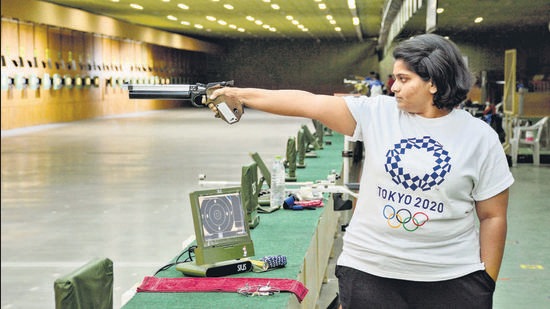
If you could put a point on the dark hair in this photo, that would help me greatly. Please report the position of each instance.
(438, 60)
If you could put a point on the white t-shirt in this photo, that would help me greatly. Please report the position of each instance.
(415, 217)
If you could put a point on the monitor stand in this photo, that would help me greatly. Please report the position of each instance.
(219, 269)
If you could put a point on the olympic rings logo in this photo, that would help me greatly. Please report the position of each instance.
(404, 218)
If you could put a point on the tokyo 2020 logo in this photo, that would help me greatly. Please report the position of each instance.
(442, 166)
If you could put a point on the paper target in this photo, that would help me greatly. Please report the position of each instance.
(221, 216)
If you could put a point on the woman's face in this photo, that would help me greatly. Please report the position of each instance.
(413, 94)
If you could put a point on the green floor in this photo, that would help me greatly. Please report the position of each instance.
(524, 277)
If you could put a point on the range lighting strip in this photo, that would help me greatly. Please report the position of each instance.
(203, 26)
(323, 7)
(355, 19)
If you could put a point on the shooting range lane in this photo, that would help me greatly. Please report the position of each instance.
(283, 232)
(116, 187)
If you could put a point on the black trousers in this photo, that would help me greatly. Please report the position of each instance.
(360, 290)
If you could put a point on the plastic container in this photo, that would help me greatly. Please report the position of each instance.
(277, 195)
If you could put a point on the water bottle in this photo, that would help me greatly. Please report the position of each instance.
(277, 196)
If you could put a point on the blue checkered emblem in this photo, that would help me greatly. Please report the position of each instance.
(423, 182)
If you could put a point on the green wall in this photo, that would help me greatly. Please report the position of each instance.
(318, 67)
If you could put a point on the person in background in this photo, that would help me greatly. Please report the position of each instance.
(430, 171)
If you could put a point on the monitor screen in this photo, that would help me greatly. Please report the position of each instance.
(221, 227)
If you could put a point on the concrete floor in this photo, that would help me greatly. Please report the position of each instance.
(118, 188)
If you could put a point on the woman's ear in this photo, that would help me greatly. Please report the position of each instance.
(433, 88)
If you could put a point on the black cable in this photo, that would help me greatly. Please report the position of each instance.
(189, 258)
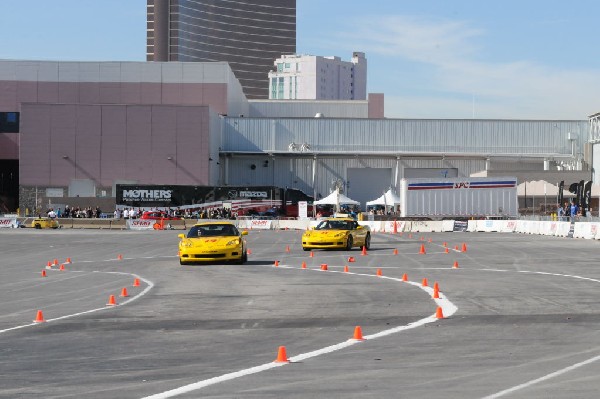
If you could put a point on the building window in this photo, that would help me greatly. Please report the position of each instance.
(9, 122)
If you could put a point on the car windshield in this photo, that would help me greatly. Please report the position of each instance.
(213, 230)
(335, 225)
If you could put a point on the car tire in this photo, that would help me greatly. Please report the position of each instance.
(368, 241)
(349, 243)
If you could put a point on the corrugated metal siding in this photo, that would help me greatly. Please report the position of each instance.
(308, 109)
(403, 135)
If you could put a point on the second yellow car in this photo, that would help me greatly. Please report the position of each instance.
(337, 233)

> **PROBLEM STATEMENT**
The whole listing above, line by line, needs to be copied exactly, except for any images.

> **OUTPUT FOR THIS EXERCISE**
If you could put a point on the dark hair in this photo, that would help me greatly. Please report the position of each instance.
(438, 60)
If you could put a point on the white t-shirt in this photo, that would help me greatly. Please report the position of each instance.
(415, 217)
If you could put a point on the monitor stand in this photo, that would help me greatly. Please report the position of each instance.
(219, 269)
If you could put a point on the olympic rings logo in this photo, that would help me greatly. Please report the position of each instance.
(404, 218)
If you could put a point on the tokyo 2020 logo in this photo, that would help me greatly. Please report the position of each instance.
(442, 166)
If you could put a point on the paper target in this photo, that would help me greatly. Please report the position of each instance.
(221, 216)
If you could put a point on the woman's face in this photo, that would help me greatly. Please report the position of each instance.
(413, 94)
If you could put a point on the green floor in this photo, that would help me greatly. Please report the position of each instance.
(524, 277)
If you could put a point on the range lighting strip in this photo, that would help me greatly. Please report the position of each instance.
(203, 26)
(323, 7)
(355, 19)
If you could put a point on the shooting range lane in this photo, that would help me greatly. Please report the position of each instance.
(283, 232)
(116, 187)
If you could put a point on the black trousers in this photo, that would help me greatly. Please report the position of each instance.
(360, 290)
If you could put a point on the plastic container in this photo, that would help me greatly. Please report the position of each instance.
(277, 195)
If you could put a point on the water bottle in this photo, that would help me greatly. Please report the position of each instance.
(277, 196)
If you could put a point on the blue checkered emblem in this photo, that would help me greatly. Please report the position of each instance.
(423, 182)
If you could put a point on the green wall in this photo, that would help me greatly. Please report the position of each instance.
(318, 67)
If you could put a point on the person in background in this photo, that would help me greatly. Please report the position of each instance.
(430, 171)
If you could put a point on the monitor screen in this photo, that would help me greatly. Please report the position of each instance.
(221, 227)
If you could put a point on the concrete floor in this photo, that would help me greatly. Please report the position of each instance.
(118, 188)
If you could put a point on the woman's ear in this photo, that would help me greatly. Please report the position of each instance.
(433, 88)
If you could put a point on the black cable in this photo, that would help me greatly. Please report the position of each instance.
(189, 258)
If you could put a point on the building window in this photo, that would help me greatly. Please report the position of each instance.
(9, 122)
If you could put a point on the car windshield in this photo, that would help me greatly. Please report the position of each instance.
(213, 230)
(335, 225)
If you could put a point on the car tire in this photo, that would help me greatly. Please report the position of each instance.
(368, 241)
(349, 243)
If you could put a point on the corrugated metal siding in this photo, that would help me greatly. Please report the position of each instance.
(308, 109)
(403, 135)
If you could put a point on the second yellow car in this photo, that would help me greatly. Please report the position of each instance.
(337, 233)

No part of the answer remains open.